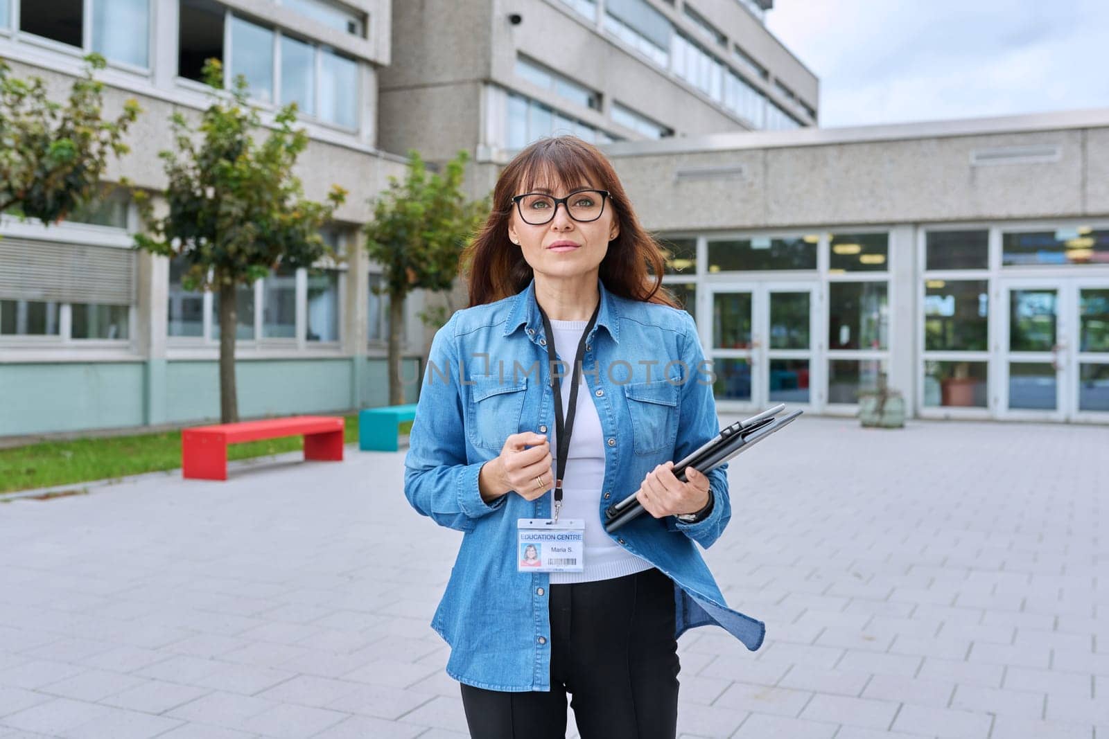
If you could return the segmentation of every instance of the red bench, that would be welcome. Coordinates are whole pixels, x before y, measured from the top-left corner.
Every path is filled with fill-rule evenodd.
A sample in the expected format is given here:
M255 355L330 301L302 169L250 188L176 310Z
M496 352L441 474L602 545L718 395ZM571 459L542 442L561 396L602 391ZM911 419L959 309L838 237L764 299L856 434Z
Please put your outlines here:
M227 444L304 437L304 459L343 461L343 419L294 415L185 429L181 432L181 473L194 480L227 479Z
:::::
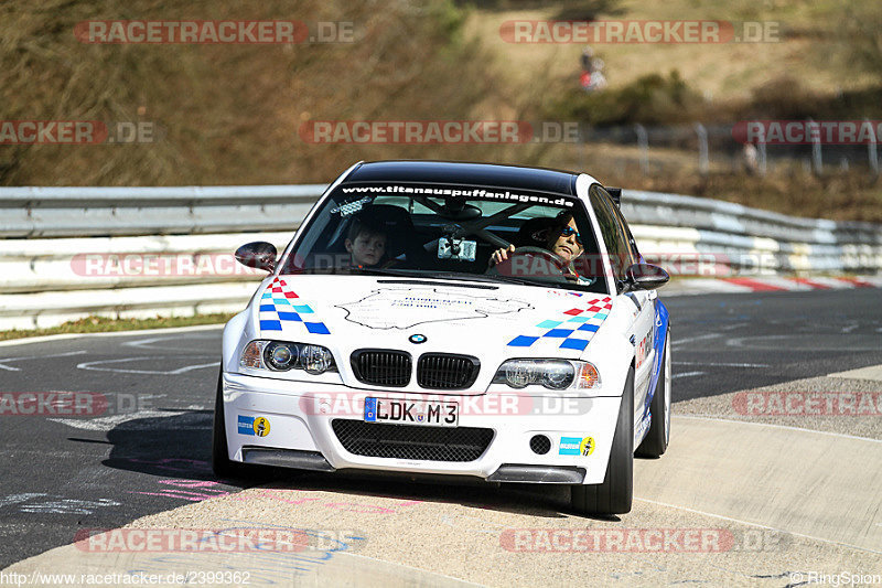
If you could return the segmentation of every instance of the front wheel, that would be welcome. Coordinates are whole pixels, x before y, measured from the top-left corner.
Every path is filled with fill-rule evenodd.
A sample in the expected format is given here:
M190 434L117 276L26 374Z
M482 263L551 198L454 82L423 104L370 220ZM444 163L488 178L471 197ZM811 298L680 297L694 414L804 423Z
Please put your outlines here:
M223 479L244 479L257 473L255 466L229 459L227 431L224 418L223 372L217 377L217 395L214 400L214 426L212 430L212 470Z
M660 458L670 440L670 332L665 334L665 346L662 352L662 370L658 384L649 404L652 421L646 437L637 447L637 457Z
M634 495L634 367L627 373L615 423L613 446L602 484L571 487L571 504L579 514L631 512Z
:::::
(Task to carry out): Rewrite the entries from the line containing "red bench, that" up to and including the line containing "M227 444L304 437L304", replacing "welcome" with "appreciated" and leaving everything else unchanged.

(Reply to the task):
If you could return the segmentation of every instance of the red bench, that would be appreciated. Coordinates are whole pixels, x before y, measured from the top-left corner.
Every path is filled with fill-rule evenodd.
A sample in the expected format is given here:
M255 355L330 301L302 169L250 188L176 310Z
M496 352L441 474L602 545L718 395ZM571 459L542 442L561 396L602 391ZM911 419L959 309L838 237L764 299L856 434Z
Please put your outlines here:
M227 444L304 437L304 459L343 461L343 419L294 415L185 429L181 432L181 473L194 480L227 479Z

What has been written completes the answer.